▶ _Exercise aim_
Reproduce the lines below word for word, starting at the line that contains "Reviewer note: confirm that every instance of the distant" and continuing through the final line.

--

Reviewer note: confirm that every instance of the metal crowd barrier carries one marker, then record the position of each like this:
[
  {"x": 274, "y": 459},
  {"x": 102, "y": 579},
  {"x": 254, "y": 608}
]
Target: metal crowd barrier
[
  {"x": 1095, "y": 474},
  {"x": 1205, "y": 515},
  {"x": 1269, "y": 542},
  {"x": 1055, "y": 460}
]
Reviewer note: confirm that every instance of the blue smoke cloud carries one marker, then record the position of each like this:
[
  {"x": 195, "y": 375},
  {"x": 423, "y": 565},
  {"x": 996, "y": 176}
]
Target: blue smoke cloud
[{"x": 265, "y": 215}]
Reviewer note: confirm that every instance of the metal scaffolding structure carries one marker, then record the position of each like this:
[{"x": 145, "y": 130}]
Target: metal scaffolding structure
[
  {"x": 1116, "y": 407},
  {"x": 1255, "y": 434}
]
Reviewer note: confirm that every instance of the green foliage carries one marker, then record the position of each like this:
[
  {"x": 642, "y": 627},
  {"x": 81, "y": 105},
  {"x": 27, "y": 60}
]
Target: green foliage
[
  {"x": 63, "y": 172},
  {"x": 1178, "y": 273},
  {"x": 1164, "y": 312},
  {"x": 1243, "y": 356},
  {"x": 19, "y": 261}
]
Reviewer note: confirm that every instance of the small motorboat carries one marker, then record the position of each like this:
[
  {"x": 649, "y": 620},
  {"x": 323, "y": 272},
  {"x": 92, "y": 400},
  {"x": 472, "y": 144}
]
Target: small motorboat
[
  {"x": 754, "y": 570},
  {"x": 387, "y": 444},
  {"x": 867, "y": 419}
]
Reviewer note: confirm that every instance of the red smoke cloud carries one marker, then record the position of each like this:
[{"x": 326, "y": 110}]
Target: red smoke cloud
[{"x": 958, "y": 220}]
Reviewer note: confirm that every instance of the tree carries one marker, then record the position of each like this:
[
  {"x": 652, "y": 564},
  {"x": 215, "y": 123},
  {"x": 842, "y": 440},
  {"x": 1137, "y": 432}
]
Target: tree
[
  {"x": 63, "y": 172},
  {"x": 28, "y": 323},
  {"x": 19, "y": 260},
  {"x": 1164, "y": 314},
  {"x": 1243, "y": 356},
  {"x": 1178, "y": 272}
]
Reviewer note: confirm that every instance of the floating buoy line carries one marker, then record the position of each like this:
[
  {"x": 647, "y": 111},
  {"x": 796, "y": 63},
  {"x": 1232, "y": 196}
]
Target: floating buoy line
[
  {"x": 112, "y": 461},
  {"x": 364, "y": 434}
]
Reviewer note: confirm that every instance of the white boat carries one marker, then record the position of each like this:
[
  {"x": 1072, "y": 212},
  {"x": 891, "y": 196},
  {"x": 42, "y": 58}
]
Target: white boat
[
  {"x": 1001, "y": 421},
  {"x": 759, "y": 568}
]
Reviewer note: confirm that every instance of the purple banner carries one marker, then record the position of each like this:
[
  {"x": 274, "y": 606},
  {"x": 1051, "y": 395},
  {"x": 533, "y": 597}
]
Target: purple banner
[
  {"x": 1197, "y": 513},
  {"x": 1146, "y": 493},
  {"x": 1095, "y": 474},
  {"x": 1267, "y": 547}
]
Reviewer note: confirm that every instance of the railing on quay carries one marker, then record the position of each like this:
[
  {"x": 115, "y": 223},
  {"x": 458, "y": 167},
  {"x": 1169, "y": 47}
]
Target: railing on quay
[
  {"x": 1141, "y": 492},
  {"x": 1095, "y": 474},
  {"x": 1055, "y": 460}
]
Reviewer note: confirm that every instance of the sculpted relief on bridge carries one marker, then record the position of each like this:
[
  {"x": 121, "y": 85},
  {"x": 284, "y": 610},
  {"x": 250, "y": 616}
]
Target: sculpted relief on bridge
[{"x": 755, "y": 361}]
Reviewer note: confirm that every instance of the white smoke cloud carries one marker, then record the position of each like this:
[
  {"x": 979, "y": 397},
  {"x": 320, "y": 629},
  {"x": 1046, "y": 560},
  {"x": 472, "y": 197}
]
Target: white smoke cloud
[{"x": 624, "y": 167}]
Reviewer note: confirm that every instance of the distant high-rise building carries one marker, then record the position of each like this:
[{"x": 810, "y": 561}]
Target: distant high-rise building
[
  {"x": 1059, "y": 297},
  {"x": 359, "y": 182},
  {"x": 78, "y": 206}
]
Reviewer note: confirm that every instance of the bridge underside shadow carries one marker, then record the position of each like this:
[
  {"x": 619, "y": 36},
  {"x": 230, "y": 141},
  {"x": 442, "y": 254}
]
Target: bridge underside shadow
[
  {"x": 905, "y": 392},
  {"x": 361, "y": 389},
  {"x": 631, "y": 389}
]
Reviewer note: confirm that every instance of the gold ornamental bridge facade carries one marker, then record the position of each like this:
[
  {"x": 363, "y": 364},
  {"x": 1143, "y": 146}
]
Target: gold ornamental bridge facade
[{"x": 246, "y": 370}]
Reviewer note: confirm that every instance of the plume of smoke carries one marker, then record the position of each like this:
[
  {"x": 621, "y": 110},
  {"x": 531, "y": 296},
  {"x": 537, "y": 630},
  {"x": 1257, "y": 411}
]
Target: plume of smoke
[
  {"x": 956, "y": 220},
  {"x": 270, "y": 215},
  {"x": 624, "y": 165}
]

--

▶ _Worked answer_
Reviewer note: confirm that every instance of the distant high-rise building carries one marker, then record the position of each like this:
[{"x": 810, "y": 561}]
Target: distant high-rise building
[
  {"x": 1059, "y": 297},
  {"x": 359, "y": 182},
  {"x": 78, "y": 206}
]
Reviewer note: confirm that every instance of the bridge underside shadow carries one marker, then record the position of each like this:
[
  {"x": 619, "y": 36},
  {"x": 230, "y": 141},
  {"x": 442, "y": 254}
]
Target: bridge underside shadow
[
  {"x": 905, "y": 392},
  {"x": 361, "y": 389},
  {"x": 631, "y": 389}
]
Reviewer note: confirm that every instance of the gold ornamental bridge facade carries one marker, then record the position of each like this:
[
  {"x": 363, "y": 364},
  {"x": 1143, "y": 146}
]
Target: gold ornamental bridge facade
[{"x": 246, "y": 370}]
Reviewer note: confirm that every instance of the plume of smoke carries one marker, then record the position of each like this:
[
  {"x": 621, "y": 110},
  {"x": 531, "y": 296},
  {"x": 537, "y": 630},
  {"x": 1257, "y": 411}
]
Target: plume of smoke
[
  {"x": 956, "y": 220},
  {"x": 270, "y": 215},
  {"x": 624, "y": 165}
]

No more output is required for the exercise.